- **Text passage**:
---

Train Jamaicans for the export market says Montague
Member of Parliament for St Mary Western, the Jamaica Labour Party’s (JLP) Robert Montague, says the Government must seriously consider training certain groups of Jamaican workers for the export market.
While he made the call during his recent contribution to the 2023/24 State of the Constituency Debate in the House of Representatives, Montague, who is also Chairman of the JLP, has articulated this position for decades, from the time he was the lone JLP councillor in the then St Mary Parish Council, now St Mary Municipal Corporation.
During his constituency debate presentation, Montague said it was time for the Jamaican Government to “sit down with the US Department of Education and Labour and identify gaps in their economic programme and negotiate an agreement.
The agreement, Montague explained, would see the US authorities paying for, or contributing to the training of specific skills, “and make the persons available to them on a contracted basis”.
Specifically, Montague said teachers and nurses, who leave by the hundreds each year for better paying jobs in the United States and the United Kingdom, would be part of such a programme. He said focus should also be placed on medical support staff, police, skilled tradesmen and women.
“For example, our Ministry of Labour should be asking the Ministry of Foreign Affairs to talk to Homeland Security (in the United States), so that we can provide the 2,000 masons and 1,500 welders and 500 truck drivers that will be needed to help build the new wall on sections of the Southern border. This is an opportunity worth pursuing,” said Montague.

---

- **Source data**:
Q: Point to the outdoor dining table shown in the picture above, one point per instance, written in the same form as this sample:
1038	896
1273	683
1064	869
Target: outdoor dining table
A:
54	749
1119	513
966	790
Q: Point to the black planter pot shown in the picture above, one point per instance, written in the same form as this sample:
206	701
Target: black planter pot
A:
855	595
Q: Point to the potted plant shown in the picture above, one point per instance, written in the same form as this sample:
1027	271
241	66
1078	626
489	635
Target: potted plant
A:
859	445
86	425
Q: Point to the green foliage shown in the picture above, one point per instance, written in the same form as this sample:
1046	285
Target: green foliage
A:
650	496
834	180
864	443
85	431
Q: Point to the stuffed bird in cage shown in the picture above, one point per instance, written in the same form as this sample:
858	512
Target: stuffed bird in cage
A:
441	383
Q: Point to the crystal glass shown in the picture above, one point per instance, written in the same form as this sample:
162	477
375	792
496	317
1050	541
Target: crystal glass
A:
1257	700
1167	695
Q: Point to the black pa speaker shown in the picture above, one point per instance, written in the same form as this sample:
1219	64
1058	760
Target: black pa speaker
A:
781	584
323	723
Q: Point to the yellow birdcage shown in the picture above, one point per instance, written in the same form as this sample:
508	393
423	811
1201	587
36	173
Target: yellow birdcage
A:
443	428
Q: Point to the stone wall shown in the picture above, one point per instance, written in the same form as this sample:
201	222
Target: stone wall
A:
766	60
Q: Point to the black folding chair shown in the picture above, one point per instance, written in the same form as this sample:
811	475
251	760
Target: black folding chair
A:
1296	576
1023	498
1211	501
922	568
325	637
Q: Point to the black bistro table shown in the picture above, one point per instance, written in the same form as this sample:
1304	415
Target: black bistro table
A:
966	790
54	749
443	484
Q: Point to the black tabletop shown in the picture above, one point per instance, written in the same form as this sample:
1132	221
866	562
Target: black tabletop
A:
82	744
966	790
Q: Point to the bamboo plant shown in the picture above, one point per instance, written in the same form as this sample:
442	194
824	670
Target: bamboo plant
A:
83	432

---

- **Complete the following**:
A. Answer these from the article on training Jamaican workers for export:
(i) In which debate did Montague make his call?
(ii) Which two groups of workers does the article say leave by the hundreds each year?
(iii) How many welders does Montague say will be needed for the new wall?
B. In the article on training Jamaican workers for export, swap "decades" for "many years" and write out the passage that begins at the words "Train Jamaicans for" and stops after "Mary Municipal Corporation.".

- **Your responses**:
A.
(i) The 2023/24 State of the Constituency Debate in the House of Representatives
(ii) Teachers and nurses
(iii) 1,500

B.
Train Jamaicans for the export market says Montague
Member of Parliament for St Mary Western, the Jamaica Labour Party’s (JLP) Robert Montague, says the Government must seriously consider training certain groups of Jamaican workers for the export market.
While he made the call during his recent contribution to the 2023/24 State of the Constituency Debate in the House of Representatives, Montague, who is also Chairman of the JLP, has articulated this position for many years, from the time he was the lone JLP councillor in the then St Mary Parish Council, now St Mary Municipal Corporation.